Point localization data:
◇ ◇ ◇ ◇ ◇ ◇ ◇

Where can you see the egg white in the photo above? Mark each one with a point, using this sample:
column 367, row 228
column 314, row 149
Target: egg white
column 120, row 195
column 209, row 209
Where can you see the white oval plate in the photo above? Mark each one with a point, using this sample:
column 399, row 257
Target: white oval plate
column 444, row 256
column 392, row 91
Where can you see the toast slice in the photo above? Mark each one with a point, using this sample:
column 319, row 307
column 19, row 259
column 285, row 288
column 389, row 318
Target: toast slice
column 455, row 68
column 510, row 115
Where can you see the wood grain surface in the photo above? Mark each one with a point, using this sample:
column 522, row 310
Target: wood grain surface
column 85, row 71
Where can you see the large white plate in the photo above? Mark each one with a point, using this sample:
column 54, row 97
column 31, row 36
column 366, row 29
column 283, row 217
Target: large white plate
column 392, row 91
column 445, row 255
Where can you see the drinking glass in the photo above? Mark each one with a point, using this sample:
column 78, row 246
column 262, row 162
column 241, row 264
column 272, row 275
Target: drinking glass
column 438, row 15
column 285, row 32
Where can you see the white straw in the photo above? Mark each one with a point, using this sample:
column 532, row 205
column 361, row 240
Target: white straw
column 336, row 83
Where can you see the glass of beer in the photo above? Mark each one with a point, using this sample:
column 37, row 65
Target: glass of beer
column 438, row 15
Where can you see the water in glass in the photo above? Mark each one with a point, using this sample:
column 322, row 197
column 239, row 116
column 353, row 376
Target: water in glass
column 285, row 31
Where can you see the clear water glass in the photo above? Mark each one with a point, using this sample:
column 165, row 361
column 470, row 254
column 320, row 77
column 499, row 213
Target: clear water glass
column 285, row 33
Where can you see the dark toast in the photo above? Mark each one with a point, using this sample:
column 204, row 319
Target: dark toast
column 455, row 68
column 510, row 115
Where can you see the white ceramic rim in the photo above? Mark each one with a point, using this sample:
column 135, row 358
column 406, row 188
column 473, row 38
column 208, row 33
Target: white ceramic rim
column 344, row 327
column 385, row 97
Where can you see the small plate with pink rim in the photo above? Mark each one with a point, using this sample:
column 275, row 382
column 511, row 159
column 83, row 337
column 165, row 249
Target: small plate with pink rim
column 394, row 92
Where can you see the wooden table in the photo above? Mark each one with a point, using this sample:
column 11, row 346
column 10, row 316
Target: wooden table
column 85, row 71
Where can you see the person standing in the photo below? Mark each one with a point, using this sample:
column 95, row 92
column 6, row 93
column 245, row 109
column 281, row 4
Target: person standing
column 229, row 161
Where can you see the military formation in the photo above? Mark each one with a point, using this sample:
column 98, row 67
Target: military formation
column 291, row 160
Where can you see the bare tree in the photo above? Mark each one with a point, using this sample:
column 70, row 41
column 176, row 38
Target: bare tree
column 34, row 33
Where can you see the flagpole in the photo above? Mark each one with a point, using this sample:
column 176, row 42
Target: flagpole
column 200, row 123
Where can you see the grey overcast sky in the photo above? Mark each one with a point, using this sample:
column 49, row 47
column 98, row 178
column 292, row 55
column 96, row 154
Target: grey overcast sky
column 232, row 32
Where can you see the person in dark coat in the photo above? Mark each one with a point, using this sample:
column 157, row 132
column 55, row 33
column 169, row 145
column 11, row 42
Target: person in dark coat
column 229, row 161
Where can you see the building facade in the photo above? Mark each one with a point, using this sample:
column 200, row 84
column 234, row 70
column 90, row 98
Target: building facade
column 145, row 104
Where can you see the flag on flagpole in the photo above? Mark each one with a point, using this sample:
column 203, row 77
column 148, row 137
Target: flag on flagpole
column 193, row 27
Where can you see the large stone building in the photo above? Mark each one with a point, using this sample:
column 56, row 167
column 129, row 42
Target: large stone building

◇ ◇ ◇ ◇ ◇ ◇ ◇

Would you print, exactly as written, every line above from the one holding "Target: dark toast" through the one holding "column 95, row 92", with both included and no other lines?

Target: dark toast
column 455, row 68
column 510, row 115
Where can you see the white ceramic rim in the photo above? Mark each one with a point, using this sample:
column 135, row 358
column 406, row 188
column 473, row 38
column 208, row 33
Target: white ceramic rim
column 344, row 327
column 385, row 97
Where can you see the small plate with pink rim in the photo above? Mark each one with a point, using this sample:
column 275, row 382
column 511, row 159
column 83, row 337
column 165, row 249
Target: small plate with pink rim
column 394, row 92
Where can you see the wooden table in the photo above? Mark each one with a point, using this sample:
column 11, row 346
column 10, row 316
Target: wooden table
column 85, row 71
Where can you see the person standing in the photo below? Mark each one with a point, using this sample:
column 95, row 92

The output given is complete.